- _WORK TO COMPLETE_
Each line from the one that holds "Objective — one marker on every instance of the microphone stand" to the end of the records is to be retyped exactly. Pictures are not part of the copy.

Records of labeled points:
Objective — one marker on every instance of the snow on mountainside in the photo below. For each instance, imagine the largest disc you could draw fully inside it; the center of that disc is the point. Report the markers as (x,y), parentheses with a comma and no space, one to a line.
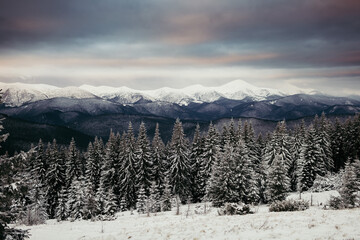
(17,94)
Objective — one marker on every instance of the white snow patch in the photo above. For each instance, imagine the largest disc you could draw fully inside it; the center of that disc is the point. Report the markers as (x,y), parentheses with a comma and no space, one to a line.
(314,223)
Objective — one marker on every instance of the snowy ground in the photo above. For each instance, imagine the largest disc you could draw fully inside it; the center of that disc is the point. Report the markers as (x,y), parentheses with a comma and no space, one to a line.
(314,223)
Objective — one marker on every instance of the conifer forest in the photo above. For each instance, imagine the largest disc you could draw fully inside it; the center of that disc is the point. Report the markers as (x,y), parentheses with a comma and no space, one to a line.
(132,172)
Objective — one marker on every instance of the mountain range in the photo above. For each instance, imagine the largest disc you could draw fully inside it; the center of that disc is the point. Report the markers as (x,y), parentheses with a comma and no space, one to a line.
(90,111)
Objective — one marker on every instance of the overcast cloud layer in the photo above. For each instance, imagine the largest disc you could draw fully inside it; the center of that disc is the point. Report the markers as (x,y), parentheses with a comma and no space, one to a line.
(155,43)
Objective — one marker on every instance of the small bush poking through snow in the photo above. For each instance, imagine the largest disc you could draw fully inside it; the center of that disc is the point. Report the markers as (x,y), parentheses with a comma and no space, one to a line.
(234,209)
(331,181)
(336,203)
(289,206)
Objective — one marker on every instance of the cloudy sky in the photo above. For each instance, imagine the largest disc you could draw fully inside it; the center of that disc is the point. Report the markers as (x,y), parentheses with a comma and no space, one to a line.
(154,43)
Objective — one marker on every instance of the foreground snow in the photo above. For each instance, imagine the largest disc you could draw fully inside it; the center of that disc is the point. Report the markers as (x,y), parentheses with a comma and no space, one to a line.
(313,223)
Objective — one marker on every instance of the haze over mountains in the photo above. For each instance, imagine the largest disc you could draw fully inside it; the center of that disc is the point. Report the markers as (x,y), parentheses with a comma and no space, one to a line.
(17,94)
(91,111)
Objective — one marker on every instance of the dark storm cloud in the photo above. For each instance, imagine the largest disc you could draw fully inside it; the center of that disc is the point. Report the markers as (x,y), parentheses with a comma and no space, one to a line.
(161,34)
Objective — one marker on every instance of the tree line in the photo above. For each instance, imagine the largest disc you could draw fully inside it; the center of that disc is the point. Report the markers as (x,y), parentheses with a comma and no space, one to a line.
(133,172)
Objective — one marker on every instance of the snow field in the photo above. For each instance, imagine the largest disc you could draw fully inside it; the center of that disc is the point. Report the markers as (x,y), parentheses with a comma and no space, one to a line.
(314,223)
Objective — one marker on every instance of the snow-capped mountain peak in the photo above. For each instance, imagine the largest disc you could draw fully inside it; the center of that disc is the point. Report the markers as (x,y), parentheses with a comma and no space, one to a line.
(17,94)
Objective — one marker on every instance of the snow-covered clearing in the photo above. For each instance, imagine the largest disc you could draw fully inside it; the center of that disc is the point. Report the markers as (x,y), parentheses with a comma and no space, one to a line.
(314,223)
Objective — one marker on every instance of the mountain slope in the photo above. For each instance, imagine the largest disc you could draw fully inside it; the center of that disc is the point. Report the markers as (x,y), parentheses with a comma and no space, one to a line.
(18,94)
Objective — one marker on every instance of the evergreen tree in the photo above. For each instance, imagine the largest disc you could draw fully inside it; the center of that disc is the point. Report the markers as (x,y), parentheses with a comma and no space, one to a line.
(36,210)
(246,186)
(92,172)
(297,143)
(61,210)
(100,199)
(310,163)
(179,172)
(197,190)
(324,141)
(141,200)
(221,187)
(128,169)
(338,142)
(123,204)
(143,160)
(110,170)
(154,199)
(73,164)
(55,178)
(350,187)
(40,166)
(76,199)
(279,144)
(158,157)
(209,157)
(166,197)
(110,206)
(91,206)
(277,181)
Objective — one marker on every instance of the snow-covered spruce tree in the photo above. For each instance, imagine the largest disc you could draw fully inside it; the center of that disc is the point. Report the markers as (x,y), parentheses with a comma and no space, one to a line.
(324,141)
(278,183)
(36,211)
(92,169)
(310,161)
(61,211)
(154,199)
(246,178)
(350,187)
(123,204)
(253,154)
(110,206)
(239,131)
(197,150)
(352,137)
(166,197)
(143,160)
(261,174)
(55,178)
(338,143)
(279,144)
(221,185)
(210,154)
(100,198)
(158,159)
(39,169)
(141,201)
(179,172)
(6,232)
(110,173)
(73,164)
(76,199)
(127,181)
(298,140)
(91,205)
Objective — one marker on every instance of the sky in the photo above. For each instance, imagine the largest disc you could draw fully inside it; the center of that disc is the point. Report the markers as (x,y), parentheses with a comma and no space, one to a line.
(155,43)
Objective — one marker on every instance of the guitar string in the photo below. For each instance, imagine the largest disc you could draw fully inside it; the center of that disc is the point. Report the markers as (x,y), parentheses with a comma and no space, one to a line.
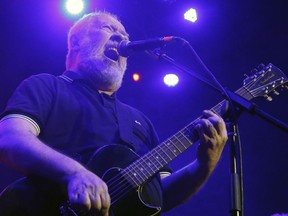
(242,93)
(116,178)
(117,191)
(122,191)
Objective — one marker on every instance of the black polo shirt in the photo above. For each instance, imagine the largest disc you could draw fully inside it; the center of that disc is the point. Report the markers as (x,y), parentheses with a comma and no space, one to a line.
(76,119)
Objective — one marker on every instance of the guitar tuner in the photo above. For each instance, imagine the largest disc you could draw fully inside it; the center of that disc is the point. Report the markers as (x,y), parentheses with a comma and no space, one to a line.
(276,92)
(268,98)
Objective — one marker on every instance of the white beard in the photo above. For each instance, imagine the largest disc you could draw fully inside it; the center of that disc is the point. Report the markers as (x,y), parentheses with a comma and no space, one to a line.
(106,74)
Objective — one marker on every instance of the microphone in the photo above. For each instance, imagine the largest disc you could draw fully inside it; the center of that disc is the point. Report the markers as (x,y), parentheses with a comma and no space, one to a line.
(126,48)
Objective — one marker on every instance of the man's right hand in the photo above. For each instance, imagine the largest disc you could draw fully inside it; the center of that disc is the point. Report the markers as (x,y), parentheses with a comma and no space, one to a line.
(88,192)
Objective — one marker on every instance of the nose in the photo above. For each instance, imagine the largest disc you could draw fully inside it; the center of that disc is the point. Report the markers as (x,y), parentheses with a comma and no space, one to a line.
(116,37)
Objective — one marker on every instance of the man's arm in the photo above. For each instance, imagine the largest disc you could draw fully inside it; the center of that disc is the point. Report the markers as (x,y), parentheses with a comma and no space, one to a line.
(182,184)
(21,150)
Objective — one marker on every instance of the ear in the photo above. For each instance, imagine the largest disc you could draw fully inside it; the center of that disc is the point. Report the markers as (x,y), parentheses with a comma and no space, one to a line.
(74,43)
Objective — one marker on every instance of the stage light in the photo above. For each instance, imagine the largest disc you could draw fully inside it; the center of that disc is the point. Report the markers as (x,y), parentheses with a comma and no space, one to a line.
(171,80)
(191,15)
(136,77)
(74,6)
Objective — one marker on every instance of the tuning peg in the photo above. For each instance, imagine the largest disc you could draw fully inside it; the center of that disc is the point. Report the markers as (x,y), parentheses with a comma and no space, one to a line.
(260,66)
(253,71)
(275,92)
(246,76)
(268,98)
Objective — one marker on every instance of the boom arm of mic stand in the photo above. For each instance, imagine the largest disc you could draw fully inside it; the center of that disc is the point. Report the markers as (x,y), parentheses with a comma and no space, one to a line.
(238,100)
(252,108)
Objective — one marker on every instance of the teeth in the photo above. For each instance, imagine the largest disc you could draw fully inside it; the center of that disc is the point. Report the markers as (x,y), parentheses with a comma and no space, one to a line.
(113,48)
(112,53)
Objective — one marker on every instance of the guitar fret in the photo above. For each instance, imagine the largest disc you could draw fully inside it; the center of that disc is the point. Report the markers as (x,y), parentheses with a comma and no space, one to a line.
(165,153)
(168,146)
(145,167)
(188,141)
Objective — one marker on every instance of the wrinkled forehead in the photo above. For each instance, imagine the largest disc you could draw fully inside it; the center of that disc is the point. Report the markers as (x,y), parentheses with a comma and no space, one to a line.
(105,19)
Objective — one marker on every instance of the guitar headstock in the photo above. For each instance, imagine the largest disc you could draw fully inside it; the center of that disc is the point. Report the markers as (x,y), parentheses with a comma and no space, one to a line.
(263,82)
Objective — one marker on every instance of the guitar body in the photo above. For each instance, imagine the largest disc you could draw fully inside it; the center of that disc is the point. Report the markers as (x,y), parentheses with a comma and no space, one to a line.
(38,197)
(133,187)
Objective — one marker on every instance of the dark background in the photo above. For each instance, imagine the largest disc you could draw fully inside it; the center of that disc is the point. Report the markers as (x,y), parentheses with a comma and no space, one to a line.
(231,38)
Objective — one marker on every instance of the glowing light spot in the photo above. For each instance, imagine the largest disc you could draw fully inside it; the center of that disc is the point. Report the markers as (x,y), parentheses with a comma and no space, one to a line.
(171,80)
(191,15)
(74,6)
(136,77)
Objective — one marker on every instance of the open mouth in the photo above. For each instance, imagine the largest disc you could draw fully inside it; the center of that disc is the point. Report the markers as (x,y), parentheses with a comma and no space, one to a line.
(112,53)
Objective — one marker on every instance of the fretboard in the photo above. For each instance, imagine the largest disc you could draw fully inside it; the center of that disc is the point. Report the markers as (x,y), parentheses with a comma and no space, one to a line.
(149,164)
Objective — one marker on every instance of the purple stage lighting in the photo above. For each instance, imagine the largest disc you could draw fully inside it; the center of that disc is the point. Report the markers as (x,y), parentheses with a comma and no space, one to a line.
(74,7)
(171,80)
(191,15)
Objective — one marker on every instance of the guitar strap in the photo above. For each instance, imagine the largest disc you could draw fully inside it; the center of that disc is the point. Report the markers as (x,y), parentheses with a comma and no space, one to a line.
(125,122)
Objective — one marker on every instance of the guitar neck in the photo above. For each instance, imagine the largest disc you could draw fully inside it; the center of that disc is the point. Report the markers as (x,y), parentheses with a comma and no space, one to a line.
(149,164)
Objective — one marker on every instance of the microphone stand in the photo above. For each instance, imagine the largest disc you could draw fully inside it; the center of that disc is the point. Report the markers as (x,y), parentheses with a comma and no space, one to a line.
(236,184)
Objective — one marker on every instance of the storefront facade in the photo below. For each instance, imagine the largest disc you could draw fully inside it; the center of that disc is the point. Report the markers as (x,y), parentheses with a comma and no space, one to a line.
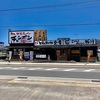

- _OUTPUT BELOW_
Objective — one marker on every instance of the microphone stand in the photo above. For each instance, imagine the largest disc you could draw fully inside it; the center of that disc is the point. Report the markers as (x,y), parentheses with a comma and no space, one to a line.
(236,184)
Objective — one marker on every instance of the storefront facade in the photo below. For each instance, imagine the largest disc you could draw fully inside it; the center of that disc is the point. Report the markers as (x,y), parentheses with a comma and no space, one to a line.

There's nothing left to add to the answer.